- Directions:
Convert the part of the records below that opens with the line containing "the man's leg" and closes with the line containing "x=344 y=427" into a two-column CSV headed "record_text" and "answer", with one row per record. Put each field in quotes and replace its line breaks with spaces.
______
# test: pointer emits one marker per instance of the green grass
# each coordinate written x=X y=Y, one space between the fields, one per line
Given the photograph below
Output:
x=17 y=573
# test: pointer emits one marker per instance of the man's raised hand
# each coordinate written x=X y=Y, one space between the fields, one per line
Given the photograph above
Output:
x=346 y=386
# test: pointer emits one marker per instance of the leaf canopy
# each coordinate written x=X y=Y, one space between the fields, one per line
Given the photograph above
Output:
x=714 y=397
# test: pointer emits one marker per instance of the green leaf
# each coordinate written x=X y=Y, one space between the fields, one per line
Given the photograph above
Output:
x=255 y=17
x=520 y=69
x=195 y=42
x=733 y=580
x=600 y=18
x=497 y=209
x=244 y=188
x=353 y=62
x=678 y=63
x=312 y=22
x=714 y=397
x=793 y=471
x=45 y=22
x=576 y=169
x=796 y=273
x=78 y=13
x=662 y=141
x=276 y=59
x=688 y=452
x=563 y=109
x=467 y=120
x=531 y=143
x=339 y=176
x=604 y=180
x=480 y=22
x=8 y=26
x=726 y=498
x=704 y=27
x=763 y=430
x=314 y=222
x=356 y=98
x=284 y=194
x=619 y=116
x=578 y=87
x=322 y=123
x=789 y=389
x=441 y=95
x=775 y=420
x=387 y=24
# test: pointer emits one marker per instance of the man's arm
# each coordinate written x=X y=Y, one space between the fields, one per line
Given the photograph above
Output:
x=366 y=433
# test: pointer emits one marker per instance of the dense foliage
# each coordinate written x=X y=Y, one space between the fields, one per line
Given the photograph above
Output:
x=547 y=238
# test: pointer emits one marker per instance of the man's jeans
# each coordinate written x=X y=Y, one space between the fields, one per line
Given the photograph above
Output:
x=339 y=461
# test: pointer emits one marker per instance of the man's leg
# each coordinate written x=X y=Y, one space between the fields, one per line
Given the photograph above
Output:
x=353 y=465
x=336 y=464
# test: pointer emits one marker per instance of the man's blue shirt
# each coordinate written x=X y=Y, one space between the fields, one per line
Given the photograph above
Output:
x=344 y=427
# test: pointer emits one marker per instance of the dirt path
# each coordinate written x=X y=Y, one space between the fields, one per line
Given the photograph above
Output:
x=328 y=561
______
- Response below:
record_text,answer
"# test: pointer emits one marker per instance of the man's leg # each coordinate written x=X y=Y, one space between the fields, one per line Given the photograph above Output:","x=353 y=465 x=336 y=464"
"# test: pointer emits one marker per instance of the man's blue shirt # each coordinate written x=X y=Y, one space between the fields, one per line Given the photograph above Output:","x=344 y=427"